**Given passage**
Cervical Cancer Kills More People Than We Thought

by Georgina Lawton

A study published in the journal Cancer this week has brought sobering news about reproductive health: More people are dying from cervical cancer than originally thought. And even more distressingly, the mortality rates of black people due to cervical cancer were demonstrated to be the worst overall. According to the study, which was led by researchers from the Johns Hopkins Bloomberg School of Public Health, the cervical cancer mortality rate for white people is 47 percent higher than what we had previously thought; for black people, meanwhile, it's 77 percent higher.

Some details: Tech Times reports that according to the study, the mortality rate due to cervical cancer for black women over the age of 20 in the United States was 5.7 out of 100,000 annually; for white women, meanwhile, it's 3.2 out of 100,000 per year. What's more, when corrected for hysterectomy — which typically eliminates the risk of developing cervical cancer, since the procedure involves the cervix's removal — the mortality rate for black women actually increased to 10.1 per 100,000 each year. This rate is similar to that of less developed nations; it's also a stark contrast to the ratefor white women, which rose only to 4.7 out of 100,000 a year.

**Activities**
- 1) Identify every annual cervical cancer mortality rate per 100,000 that the cervical cancer article reports, and give the group to which each rate applies.
- 2) Answer these questions using the cervical cancer article.
(a) In which journal was the study published?
(b) Researchers from which institution led the study?
(c) By what percentage is the cervical cancer mortality rate for black people higher than previously thought?
The rows that come after this article are separate material and are unrelated to it.

**Records supplied**
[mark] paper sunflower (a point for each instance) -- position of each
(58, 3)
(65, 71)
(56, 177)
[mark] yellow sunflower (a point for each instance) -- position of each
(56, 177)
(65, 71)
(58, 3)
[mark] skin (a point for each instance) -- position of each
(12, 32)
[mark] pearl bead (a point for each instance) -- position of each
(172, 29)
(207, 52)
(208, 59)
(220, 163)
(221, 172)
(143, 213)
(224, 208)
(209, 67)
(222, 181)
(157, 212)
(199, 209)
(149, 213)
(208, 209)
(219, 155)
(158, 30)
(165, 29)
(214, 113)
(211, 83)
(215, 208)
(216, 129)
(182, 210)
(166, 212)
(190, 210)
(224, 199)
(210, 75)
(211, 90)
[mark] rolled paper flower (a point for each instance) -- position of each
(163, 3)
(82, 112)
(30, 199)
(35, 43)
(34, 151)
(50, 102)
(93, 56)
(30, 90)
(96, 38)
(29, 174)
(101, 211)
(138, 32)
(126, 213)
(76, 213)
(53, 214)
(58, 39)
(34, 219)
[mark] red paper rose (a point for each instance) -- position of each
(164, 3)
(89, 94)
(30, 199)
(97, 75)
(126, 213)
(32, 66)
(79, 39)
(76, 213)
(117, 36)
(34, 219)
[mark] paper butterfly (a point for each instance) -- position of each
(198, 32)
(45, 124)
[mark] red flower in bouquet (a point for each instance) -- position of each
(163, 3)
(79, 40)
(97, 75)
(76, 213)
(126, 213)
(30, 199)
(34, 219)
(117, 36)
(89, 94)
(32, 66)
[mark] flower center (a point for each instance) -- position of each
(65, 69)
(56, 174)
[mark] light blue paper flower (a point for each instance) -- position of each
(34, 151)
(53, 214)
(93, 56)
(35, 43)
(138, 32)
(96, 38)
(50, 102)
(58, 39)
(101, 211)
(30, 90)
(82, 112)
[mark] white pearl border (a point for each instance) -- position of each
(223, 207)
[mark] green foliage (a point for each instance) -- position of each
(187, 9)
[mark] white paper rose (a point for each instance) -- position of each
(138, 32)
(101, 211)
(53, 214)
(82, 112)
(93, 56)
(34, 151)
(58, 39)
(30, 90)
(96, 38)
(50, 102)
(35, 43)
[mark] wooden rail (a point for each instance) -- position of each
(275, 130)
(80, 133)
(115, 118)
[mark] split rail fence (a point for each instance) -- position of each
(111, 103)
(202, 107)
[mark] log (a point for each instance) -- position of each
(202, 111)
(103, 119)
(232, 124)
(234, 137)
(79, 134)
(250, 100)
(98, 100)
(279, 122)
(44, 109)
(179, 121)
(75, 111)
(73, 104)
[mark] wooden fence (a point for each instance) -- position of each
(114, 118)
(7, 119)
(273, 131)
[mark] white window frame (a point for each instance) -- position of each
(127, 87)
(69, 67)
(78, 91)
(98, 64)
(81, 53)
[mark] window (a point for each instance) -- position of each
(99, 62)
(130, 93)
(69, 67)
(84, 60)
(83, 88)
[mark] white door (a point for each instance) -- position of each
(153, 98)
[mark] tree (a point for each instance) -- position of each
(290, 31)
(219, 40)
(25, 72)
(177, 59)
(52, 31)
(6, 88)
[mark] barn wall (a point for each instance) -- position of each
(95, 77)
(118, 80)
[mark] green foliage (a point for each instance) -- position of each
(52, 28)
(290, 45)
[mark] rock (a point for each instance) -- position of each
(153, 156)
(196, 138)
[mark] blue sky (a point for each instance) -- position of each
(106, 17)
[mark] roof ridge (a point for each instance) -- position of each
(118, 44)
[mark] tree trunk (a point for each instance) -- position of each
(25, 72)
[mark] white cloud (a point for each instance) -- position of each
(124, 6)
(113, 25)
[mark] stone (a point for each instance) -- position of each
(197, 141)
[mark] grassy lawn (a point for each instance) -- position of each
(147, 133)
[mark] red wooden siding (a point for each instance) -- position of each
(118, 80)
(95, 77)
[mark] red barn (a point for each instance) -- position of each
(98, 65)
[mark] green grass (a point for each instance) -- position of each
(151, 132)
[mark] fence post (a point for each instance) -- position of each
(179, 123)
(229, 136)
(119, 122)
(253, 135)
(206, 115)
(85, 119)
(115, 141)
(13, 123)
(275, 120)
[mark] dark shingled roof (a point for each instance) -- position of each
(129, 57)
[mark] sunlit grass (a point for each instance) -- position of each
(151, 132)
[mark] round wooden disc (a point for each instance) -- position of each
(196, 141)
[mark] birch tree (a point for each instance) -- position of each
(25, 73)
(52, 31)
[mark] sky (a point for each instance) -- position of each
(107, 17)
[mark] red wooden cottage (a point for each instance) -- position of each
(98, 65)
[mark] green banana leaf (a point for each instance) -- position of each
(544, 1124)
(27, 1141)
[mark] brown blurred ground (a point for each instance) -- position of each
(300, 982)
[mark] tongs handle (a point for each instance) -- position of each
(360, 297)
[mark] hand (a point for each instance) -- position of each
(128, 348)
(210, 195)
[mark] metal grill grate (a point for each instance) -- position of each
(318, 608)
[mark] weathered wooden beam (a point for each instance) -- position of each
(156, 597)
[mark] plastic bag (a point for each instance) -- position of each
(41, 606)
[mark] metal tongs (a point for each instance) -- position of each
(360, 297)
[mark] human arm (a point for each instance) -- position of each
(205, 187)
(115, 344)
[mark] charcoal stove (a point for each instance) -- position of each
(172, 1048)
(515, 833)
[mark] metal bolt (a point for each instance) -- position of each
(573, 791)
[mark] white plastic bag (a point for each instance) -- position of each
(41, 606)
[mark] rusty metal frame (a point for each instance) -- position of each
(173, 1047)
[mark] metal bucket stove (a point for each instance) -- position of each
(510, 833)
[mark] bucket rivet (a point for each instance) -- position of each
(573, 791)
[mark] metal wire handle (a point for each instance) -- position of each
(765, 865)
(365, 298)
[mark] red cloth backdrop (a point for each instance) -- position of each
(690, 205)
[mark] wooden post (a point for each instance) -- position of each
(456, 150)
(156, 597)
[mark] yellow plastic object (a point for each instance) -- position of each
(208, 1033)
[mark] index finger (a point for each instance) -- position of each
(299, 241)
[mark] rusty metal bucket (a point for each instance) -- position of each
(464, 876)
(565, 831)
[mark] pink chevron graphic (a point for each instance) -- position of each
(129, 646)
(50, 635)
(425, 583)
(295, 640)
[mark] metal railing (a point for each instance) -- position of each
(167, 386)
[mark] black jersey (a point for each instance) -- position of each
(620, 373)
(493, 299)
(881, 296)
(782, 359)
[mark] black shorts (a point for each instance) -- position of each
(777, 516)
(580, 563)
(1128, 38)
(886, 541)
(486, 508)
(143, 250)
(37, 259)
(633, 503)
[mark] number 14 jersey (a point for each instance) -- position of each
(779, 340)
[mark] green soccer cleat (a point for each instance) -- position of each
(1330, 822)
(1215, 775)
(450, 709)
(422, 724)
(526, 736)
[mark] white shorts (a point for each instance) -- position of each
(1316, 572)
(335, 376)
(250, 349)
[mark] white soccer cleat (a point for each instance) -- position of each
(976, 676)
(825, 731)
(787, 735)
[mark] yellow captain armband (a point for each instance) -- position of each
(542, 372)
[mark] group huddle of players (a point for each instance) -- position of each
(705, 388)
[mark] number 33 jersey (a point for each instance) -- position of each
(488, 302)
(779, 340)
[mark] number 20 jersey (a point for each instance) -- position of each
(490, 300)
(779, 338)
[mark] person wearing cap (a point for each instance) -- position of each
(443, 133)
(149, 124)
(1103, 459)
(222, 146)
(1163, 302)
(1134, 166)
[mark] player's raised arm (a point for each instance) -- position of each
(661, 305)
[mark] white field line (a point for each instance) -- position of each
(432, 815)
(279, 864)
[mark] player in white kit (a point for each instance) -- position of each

**Results**
- 1)
- 5.7 per 100,000: black women over the age of 20 in the United States
- 3.2 per 100,000: white women
- 10.1 per 100,000: black women, when corrected for hysterectomy
- 4.7 per 100,000: white women, when corrected for hysterectomy

- 2)
(a) Cancer
(b) The Johns Hopkins Bloomberg School of Public Health
(c) 77 percent